Your instructions — Please report every line of the records that contains the word "green", matching case exactly.

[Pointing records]

■ ■ ■ ■ ■ ■ ■

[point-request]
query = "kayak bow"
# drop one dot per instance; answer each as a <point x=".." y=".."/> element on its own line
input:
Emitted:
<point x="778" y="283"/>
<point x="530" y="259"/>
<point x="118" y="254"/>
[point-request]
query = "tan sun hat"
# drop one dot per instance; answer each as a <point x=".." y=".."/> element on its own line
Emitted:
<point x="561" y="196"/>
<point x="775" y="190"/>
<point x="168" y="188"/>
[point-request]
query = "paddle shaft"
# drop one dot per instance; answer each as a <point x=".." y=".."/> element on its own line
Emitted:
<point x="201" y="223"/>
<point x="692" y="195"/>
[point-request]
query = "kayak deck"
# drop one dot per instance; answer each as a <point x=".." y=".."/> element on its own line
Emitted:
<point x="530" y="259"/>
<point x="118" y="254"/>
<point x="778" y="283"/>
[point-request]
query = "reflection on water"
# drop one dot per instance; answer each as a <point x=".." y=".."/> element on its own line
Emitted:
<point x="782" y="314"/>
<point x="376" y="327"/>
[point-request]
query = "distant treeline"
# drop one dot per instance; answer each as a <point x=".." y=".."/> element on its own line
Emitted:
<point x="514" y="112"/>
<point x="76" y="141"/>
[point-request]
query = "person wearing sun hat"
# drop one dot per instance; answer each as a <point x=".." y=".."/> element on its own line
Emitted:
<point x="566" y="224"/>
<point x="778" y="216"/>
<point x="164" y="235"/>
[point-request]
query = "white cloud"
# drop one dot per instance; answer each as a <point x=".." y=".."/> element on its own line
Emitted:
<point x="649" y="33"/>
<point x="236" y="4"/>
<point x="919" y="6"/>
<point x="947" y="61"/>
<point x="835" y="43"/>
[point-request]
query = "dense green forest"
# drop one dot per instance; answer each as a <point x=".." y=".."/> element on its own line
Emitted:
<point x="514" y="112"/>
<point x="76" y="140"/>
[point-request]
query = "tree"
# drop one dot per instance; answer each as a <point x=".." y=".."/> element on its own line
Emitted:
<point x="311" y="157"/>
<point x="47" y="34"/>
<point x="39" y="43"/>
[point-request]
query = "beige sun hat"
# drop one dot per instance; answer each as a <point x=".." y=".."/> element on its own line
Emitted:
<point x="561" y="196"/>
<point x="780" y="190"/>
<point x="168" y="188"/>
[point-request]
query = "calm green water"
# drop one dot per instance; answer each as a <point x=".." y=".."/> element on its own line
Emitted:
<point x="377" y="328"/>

■ ■ ■ ■ ■ ■ ■

Completed task —
query = "dense green forest"
query = "calm green water"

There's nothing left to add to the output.